- Problem description -
Write out all the data below exactly.

- Input -
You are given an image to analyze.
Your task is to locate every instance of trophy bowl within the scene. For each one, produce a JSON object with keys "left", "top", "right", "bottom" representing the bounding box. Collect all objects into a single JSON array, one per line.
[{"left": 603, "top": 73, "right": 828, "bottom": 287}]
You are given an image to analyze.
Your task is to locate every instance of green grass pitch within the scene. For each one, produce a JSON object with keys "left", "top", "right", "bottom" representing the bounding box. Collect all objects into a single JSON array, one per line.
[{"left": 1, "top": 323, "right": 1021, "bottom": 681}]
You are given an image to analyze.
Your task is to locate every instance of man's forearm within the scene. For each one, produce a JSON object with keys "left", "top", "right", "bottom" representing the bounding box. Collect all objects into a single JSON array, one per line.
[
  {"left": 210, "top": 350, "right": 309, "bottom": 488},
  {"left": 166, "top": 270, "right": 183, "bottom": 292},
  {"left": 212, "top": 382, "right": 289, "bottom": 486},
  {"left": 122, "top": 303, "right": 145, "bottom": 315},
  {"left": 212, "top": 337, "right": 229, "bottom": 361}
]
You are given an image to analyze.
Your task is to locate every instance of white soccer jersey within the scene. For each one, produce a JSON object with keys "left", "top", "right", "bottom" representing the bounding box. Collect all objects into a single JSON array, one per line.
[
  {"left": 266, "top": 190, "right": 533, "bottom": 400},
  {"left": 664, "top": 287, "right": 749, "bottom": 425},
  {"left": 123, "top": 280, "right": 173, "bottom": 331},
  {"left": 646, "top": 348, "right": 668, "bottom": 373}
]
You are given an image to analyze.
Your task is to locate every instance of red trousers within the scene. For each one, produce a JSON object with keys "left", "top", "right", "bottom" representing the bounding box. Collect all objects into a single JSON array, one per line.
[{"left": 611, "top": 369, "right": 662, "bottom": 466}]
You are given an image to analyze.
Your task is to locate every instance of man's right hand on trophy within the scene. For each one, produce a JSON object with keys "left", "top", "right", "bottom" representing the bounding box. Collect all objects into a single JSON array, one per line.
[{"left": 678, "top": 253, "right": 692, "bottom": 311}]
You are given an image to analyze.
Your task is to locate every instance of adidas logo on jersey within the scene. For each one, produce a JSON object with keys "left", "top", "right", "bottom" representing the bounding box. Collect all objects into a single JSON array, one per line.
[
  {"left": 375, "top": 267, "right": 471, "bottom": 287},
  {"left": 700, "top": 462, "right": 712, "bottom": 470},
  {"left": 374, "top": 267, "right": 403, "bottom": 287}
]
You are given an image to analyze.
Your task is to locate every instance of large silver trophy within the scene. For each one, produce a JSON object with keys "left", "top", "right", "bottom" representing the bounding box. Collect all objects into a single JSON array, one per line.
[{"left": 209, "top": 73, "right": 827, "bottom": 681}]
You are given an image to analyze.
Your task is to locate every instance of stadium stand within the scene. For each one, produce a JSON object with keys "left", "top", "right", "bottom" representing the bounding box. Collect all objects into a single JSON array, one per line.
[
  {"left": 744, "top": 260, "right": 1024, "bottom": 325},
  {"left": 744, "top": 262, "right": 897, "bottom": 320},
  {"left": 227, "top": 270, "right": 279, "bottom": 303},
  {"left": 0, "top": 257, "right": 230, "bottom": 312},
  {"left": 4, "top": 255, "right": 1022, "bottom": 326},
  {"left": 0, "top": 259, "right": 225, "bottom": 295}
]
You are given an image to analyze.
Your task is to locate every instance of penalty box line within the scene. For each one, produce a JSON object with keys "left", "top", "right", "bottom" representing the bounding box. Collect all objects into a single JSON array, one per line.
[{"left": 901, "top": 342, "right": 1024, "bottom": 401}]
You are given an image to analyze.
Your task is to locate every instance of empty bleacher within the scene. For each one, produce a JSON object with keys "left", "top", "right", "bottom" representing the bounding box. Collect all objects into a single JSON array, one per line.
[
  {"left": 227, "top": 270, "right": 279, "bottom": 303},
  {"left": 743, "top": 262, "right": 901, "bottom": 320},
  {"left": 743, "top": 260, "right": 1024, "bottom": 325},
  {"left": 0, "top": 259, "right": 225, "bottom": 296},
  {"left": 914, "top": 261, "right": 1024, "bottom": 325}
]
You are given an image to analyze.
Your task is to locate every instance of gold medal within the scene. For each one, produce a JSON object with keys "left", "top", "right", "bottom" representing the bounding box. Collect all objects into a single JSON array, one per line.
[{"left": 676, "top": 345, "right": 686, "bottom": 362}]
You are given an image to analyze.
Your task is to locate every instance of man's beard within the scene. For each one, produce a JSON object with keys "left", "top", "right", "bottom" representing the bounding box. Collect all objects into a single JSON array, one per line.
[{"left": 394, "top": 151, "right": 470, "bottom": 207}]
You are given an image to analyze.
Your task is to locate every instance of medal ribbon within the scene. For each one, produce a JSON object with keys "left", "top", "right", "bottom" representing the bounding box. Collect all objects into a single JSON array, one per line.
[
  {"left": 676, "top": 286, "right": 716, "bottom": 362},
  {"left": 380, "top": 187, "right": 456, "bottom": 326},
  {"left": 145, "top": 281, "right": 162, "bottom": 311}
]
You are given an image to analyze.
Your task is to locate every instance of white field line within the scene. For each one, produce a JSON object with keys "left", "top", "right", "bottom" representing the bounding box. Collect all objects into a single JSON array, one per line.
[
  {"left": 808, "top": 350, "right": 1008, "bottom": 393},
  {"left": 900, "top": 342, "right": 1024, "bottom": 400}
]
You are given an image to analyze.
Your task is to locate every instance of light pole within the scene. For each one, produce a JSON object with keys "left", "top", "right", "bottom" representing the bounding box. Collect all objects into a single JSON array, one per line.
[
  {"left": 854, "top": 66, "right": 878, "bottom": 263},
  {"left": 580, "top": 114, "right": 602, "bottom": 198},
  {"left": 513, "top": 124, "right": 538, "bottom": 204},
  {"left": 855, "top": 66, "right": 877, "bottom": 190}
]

- Solution for this problem -
You are given an image to analyze.
Your task is to locate every instance of trophy bowl within the scene. For each one, produce a JSON object with keys "left", "top", "right", "bottom" representing the bounding box. Collect all objects into a single JSON array, one per line.
[{"left": 603, "top": 73, "right": 828, "bottom": 287}]
You are given an image to analyze.
Your task is to locate every instance of green grass pitch within the scene. For each one, produce a JSON object with keys "left", "top", "right", "bottom" representing the bounding box. Collect all objects into a single JSON array, one per line.
[{"left": 1, "top": 323, "right": 1021, "bottom": 681}]
You are given an image to analyze.
Your task is to locate every instance of man's forearm within the scene. For each one, produce a JSON object with keys "left", "top", "right", "bottom" representing the bounding box. Collect all objects into a single JSON array, one per line.
[
  {"left": 210, "top": 350, "right": 309, "bottom": 488},
  {"left": 166, "top": 270, "right": 183, "bottom": 292},
  {"left": 212, "top": 382, "right": 289, "bottom": 486},
  {"left": 122, "top": 303, "right": 145, "bottom": 315},
  {"left": 212, "top": 337, "right": 229, "bottom": 361}
]
You are given an image to analyze.
Your task is to locate every instance of white soccer jersey within the scene. For each one, produce a JSON object with keys "left", "top", "right", "bottom" representing the bounding box. Collect all objects into a single JSON array, one per line.
[
  {"left": 266, "top": 190, "right": 533, "bottom": 400},
  {"left": 664, "top": 287, "right": 749, "bottom": 425},
  {"left": 123, "top": 280, "right": 173, "bottom": 331},
  {"left": 646, "top": 348, "right": 668, "bottom": 373}
]
You are given an image to analyze.
Your task is to locate every instance of red trousers within the scene. For each one, produce a JSON object with keys "left", "top", "right", "bottom" representing the bounding box. Collect all objects into a single JSON array, one per line.
[{"left": 611, "top": 369, "right": 662, "bottom": 466}]
You are given an image to analyze.
Your task is to locate every instance of man's right hand on trophy within the scene. For each one, produce a JSON object with keys "left", "top", "right", "bottom" representing the bounding box. Collect all objects into a single JSON array, one per line.
[{"left": 678, "top": 253, "right": 692, "bottom": 311}]
You are given an image to analyze.
Your task is to locate every instance of adidas logo on jersey within the scene. For each one, produce a JSON object with keys "left", "top", "right", "bottom" representing the bounding box. Collect all objects into a single JSON array, one per line.
[
  {"left": 375, "top": 267, "right": 471, "bottom": 287},
  {"left": 700, "top": 462, "right": 712, "bottom": 470},
  {"left": 374, "top": 267, "right": 403, "bottom": 287}
]
You are given an image to analyze.
Your task is to locate every instance of large silver trophy within the scene. For each one, produce a JSON object with keys "left", "top", "right", "bottom" representing the bounding box. Collect all objects into a single JSON array, one per line.
[{"left": 209, "top": 73, "right": 827, "bottom": 681}]
You are given an image to analyze.
Your task is to locate every instance of stadium stand within the scene. For each one, produce a JSON object with keys "left", "top", "right", "bottom" representing the bounding box. Collect all objects into a single JSON array, one per line.
[
  {"left": 744, "top": 260, "right": 1024, "bottom": 325},
  {"left": 744, "top": 262, "right": 897, "bottom": 320},
  {"left": 227, "top": 270, "right": 279, "bottom": 303},
  {"left": 0, "top": 257, "right": 230, "bottom": 312},
  {"left": 4, "top": 255, "right": 1022, "bottom": 326},
  {"left": 0, "top": 259, "right": 225, "bottom": 295}
]
You are given an image to analyze.
Your task is to locate every instance of penalty box line within the scene. For each one, produce a JSON object with keys "left", "top", "right", "bottom" representing the bounding box. Collect all objects into a single JSON array, one per line.
[{"left": 901, "top": 342, "right": 1024, "bottom": 401}]
You are given an image to analyze.
Your task is to locate every instance of empty bleacher within the scene. For each one, produce a JSON object with keys "left", "top", "right", "bottom" representing the bounding box. Collect all objects into a single JSON array, one per line.
[
  {"left": 227, "top": 270, "right": 279, "bottom": 303},
  {"left": 743, "top": 262, "right": 901, "bottom": 320},
  {"left": 743, "top": 260, "right": 1024, "bottom": 325},
  {"left": 0, "top": 259, "right": 225, "bottom": 296},
  {"left": 914, "top": 261, "right": 1024, "bottom": 325}
]
You are given an image to analyze.
Your task is to locate every instance of gold medal within the scene. For each one, produce a JSON object with keys "left", "top", "right", "bottom" representing the bounding box. Collect all objects into a single JSON array, one per line.
[{"left": 676, "top": 345, "right": 686, "bottom": 362}]
You are given an image to analyze.
Your task is to locate every instance of man's beard within the scene. For each one, produce a JSON object with keys "left", "top", "right", "bottom" representing the bounding box. Collect all objects into a single JSON array, one per line.
[{"left": 394, "top": 151, "right": 470, "bottom": 207}]
You are given an image to analyze.
Your task is to locate every instance of medal ribbon within the scene. For each one, produce a JSON object with keys "left", "top", "right", "bottom" representing the bounding box. Collect all objects into a single JSON array, one per line.
[
  {"left": 676, "top": 286, "right": 716, "bottom": 362},
  {"left": 380, "top": 187, "right": 456, "bottom": 326},
  {"left": 145, "top": 281, "right": 162, "bottom": 311}
]
You are given an image to analyze.
Your task is to locate every instance of white field line within the scene. For each one, produce a JSON object with keys "left", "top", "right", "bottom" representing the bounding box. Collect all objects into a single JSON array, one per line.
[
  {"left": 808, "top": 350, "right": 1008, "bottom": 393},
  {"left": 900, "top": 342, "right": 1024, "bottom": 400}
]
You are given an image to analyze.
Your task is to locate every instance of light pole within the scene. For each one, produce a JSON object with keys "left", "top", "right", "bottom" representing the bounding box. Collect all objects into a single JSON array, one per line.
[
  {"left": 854, "top": 66, "right": 878, "bottom": 263},
  {"left": 580, "top": 114, "right": 602, "bottom": 198},
  {"left": 513, "top": 124, "right": 538, "bottom": 204},
  {"left": 855, "top": 66, "right": 877, "bottom": 190}
]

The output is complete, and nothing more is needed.